---------- Text ----------

For Immediate Release: May 21, 1999 Contact:

Hope Gruzlovic
(609)292-8896
hope.gruzlovic@ag.state.nj.us

     
When 78,000 Japanese ladybugs left the shelter of NJDA’s beneficial insect laboratory in Ewing last year to wage war against the hemlock woolly adelgids destroying the state’s native hemlocks, the big question was how they’d manage over the New Jersey winter.

But the news is great! Surveys conducted this month confirm that the imported beetle did overwinter in the Garden State and has now established colonies in several locations. Additional releases have already been made this year in the state’s hemlock stands to bolster the predator’s numbers against the pest.

The imported ladybug eats only adelgids and will not compete with native ladybugs. Only time will tell whether the Japanese ladybugs will be able to control the adelgid infestation and save the remaining hemlock forests.

---------- Information shown ----------

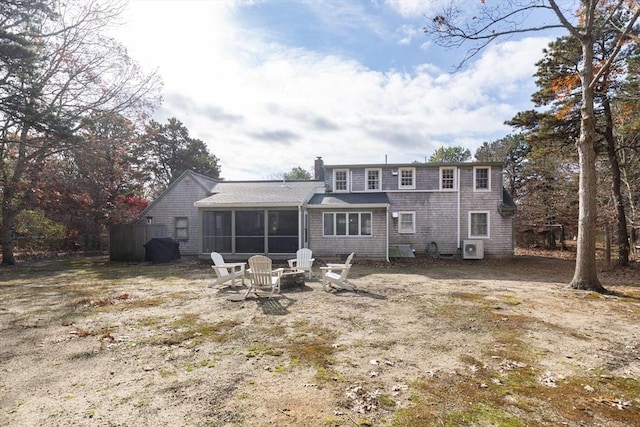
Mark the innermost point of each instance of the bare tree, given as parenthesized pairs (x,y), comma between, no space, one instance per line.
(72,74)
(454,26)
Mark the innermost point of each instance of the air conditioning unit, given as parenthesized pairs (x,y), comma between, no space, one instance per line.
(472,249)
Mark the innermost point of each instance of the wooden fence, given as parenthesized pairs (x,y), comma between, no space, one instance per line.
(127,240)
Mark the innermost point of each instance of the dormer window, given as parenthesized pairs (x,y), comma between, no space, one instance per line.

----------

Exercise description ▸ In the press release, how many Japanese ladybugs left the beneficial insect laboratory in Ewing last year?

Result of the exercise ▸ 78,000